Skip to main content

Fine-tuning SmolVLA Model

SmolVLA (Small Vision-Language-Action) is a lightweight VLA model (approx. 450M parameters) released by Hugging Face. If you want to quickly walk through the "data → training → inference" process on a single card or consumer-grade GPU, SmolVLA is usually the easiest starting point.

This article will guide you through three things:

  • Preparing LeRobot format data (local or Hub)
  • Starting fine-tuning training (single-card/multi-card/memory-optimized)
  • Performing a minimal inference validation with the trained model

Prerequisites

System Requirements

  • OS: Linux (Ubuntu 20.04+ recommended) or macOS.
  • Python Version: 3.10+ recommended (matches common LeRobot dependencies better).
  • GPU: NVIDIA GPU (RTX 3080 or higher recommended), at least 8GB VRAM.
  • Memory: At least 16GB RAM.
  • Storage: At least 50GB available space.

Environment Preparation

1. Install LeRobot

# Clone LeRobot repository
git clone https://github.com/huggingface/lerobot.git
cd lerobot

# Create virtual environment (venv recommended; conda also works)
python -m venv .venv
source .venv/bin/activate
python -m pip install -U pip

# Install dependencies (SmolVLA-related dependencies are usually in extras)
pip install -e ".[smolvla]"

2. Install Additional Dependencies

# Install Flash Attention (Optional: typically only for Linux + NVIDIA CUDA environments; not applicable for macOS/CPU)
pip install flash-attn --no-build-isolation

# Install Weights & Biases (for experiment tracking; optional)

* _Provided material_:
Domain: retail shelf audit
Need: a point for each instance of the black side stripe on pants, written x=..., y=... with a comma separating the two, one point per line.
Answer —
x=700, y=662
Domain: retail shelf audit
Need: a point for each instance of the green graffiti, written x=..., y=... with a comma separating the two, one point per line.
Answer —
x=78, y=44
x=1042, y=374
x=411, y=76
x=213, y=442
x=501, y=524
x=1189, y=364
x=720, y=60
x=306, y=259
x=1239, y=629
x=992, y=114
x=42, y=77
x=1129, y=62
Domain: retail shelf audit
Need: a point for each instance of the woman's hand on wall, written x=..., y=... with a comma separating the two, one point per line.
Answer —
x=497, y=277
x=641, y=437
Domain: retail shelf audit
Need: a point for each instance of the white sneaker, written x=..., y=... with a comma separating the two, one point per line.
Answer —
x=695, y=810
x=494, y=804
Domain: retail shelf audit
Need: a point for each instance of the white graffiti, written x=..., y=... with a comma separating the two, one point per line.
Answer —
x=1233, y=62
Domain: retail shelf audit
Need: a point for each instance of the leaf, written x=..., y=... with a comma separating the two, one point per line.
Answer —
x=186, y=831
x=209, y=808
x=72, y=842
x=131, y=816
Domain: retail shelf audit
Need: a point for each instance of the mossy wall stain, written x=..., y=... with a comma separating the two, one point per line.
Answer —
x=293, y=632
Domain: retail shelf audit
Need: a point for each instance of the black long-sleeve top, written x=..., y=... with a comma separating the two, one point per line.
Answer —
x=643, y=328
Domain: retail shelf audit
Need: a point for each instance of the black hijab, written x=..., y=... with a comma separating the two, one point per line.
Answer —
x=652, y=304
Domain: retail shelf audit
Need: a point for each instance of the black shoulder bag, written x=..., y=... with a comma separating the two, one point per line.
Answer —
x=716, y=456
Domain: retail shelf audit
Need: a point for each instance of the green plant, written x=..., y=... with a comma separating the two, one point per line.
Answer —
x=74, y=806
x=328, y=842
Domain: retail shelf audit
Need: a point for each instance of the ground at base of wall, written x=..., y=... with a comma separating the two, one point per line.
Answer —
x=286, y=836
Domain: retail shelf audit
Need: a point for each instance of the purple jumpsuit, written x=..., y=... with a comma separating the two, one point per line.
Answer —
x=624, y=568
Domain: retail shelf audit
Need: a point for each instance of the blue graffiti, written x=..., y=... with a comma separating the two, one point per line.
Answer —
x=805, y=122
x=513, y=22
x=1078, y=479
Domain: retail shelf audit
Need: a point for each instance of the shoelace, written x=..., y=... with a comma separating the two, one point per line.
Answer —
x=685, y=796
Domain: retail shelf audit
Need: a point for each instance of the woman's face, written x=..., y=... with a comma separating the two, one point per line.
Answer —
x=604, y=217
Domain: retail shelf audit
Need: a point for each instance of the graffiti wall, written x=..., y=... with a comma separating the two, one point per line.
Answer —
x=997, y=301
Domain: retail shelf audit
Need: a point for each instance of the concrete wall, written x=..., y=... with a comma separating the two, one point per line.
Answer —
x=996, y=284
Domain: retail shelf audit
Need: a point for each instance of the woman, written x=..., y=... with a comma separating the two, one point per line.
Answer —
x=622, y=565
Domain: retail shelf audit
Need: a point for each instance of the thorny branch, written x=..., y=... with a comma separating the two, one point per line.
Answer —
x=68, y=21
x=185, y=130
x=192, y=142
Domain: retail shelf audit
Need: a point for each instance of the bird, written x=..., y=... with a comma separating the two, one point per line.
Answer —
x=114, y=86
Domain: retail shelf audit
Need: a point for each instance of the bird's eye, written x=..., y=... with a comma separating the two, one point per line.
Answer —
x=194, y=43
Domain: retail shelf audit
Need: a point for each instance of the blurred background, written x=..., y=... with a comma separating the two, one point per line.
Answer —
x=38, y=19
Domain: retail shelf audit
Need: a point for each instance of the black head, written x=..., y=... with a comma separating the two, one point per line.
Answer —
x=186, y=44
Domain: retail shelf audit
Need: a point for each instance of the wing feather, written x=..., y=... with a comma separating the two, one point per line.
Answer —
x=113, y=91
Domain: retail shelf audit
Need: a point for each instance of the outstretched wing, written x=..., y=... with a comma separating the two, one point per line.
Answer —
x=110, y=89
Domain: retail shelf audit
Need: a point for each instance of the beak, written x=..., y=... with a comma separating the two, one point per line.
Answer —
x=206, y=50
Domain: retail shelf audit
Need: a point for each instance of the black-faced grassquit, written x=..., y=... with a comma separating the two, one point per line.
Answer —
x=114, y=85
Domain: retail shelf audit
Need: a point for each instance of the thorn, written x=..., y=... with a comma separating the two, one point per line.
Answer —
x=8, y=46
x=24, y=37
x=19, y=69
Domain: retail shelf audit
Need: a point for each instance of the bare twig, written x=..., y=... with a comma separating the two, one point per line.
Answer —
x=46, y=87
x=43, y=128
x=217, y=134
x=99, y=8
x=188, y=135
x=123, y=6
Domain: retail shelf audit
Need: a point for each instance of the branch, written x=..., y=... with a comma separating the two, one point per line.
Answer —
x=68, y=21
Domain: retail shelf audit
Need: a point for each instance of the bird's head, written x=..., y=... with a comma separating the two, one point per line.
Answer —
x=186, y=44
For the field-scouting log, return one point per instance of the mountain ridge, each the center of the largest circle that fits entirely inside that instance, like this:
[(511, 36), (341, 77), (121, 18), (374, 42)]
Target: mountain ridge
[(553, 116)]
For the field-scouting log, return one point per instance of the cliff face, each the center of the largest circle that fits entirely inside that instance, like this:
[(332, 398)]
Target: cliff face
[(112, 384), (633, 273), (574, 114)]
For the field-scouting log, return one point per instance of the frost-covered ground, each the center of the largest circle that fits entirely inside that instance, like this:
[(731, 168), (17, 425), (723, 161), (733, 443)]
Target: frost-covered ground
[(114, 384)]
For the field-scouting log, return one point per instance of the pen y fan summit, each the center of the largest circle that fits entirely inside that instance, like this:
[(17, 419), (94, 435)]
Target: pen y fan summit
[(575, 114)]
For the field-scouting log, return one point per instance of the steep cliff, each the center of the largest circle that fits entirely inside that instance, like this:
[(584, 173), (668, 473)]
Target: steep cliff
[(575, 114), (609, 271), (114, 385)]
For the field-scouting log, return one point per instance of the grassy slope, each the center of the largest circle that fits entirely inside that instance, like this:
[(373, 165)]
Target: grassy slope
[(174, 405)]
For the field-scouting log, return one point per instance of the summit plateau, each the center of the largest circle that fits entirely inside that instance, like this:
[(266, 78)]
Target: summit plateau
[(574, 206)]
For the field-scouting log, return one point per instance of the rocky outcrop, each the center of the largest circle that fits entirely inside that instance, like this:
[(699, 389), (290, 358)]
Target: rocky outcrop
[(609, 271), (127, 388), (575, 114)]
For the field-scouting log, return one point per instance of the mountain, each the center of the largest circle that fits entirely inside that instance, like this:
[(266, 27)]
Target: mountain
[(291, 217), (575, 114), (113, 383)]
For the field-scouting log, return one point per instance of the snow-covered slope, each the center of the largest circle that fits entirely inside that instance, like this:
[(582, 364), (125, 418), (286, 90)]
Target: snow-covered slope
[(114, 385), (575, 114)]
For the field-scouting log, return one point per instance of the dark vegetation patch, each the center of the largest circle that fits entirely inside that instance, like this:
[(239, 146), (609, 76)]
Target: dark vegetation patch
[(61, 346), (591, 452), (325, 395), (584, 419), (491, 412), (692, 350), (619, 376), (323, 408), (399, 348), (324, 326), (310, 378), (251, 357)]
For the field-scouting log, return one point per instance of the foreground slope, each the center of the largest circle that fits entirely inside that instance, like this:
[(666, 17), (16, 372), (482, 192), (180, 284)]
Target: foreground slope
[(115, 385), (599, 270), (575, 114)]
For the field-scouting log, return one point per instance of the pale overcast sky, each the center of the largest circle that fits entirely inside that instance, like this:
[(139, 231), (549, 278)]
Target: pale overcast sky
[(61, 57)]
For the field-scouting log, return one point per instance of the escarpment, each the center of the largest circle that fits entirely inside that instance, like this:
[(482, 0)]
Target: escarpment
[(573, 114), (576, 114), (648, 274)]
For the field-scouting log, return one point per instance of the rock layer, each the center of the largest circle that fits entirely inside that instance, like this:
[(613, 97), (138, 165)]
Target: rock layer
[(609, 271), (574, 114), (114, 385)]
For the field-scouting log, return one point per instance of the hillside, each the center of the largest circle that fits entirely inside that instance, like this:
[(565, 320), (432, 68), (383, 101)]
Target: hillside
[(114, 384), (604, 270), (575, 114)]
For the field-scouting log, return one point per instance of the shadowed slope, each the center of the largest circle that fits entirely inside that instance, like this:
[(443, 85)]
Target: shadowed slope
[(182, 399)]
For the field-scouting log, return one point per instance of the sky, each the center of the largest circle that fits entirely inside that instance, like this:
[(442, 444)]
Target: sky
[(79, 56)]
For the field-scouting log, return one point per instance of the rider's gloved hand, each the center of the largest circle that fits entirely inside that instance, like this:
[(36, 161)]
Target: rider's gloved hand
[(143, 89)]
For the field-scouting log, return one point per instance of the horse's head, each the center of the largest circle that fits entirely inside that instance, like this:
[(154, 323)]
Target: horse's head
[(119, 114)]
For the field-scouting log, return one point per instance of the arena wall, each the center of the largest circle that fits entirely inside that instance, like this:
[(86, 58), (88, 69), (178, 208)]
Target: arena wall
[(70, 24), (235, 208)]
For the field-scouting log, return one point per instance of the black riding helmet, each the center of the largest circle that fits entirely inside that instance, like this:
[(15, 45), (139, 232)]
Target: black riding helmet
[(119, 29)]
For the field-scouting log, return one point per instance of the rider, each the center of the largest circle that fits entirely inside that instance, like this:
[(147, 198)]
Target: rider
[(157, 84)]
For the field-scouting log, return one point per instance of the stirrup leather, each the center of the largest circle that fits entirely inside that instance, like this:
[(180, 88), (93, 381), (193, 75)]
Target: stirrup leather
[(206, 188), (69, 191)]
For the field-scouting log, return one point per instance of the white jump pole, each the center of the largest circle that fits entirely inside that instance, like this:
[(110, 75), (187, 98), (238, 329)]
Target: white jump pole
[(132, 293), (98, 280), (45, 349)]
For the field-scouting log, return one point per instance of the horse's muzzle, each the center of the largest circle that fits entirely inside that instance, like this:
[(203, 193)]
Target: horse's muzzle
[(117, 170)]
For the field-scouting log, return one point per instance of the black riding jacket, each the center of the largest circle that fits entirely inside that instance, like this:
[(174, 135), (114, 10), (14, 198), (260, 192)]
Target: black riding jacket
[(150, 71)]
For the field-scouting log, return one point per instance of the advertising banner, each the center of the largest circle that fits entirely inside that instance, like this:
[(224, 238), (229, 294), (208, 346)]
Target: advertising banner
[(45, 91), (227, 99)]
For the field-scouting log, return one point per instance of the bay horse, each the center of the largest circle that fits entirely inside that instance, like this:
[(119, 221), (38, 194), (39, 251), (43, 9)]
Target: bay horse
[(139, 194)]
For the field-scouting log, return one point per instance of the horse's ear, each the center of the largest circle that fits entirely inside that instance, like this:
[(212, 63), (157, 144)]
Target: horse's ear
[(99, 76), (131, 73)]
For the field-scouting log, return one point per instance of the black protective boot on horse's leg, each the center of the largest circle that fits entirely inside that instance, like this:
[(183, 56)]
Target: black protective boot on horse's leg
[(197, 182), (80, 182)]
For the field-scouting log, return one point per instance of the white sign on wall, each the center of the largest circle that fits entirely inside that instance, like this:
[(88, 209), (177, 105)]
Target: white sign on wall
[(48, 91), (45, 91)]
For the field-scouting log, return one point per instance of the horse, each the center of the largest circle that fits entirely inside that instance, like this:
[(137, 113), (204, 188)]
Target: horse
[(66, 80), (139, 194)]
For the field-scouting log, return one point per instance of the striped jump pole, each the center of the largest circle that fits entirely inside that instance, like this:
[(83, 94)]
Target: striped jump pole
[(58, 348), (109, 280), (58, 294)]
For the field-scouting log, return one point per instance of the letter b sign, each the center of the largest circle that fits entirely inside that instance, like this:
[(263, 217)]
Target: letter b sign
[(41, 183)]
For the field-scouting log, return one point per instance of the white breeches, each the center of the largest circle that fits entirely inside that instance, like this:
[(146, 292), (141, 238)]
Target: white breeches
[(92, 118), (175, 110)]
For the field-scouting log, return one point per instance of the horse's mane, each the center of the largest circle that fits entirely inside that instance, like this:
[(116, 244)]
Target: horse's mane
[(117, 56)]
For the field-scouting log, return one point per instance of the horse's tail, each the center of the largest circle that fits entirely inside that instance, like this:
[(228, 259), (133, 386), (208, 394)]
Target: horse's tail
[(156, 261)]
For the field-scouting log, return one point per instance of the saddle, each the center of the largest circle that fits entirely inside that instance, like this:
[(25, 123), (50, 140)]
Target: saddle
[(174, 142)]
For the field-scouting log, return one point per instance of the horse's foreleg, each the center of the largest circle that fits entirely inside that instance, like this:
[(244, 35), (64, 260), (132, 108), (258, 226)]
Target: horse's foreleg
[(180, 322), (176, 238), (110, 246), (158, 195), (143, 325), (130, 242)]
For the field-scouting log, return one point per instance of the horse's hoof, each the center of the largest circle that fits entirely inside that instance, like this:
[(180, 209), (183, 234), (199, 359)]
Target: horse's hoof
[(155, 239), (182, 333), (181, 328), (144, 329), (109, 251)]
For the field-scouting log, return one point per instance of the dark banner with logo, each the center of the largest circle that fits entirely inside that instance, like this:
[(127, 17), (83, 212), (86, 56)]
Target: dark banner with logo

* _What to do_:
a: Transcribe the part of the SmolVLA fine-tuning page that starts with "SmolVLA (Small Vision-Language-Action)" and goes on through "(local or Hub)".
b: Under the System Requirements heading of the SmolVLA fine-tuning page, what requirement categories are listed? Give every one.

* _Problem solutions_:
a:
SmolVLA (Small Vision-Language-Action) is a lightweight VLA model (approx. 450M parameters) released by Hugging Face. If you want to quickly walk through the "data → training → inference" process on a single card or consumer-grade GPU, SmolVLA is usually the easiest starting point.

This article will guide you through three things:

  • Preparing LeRobot format data (local or Hub)

b: OS, Python Version, GPU, Memory, Storage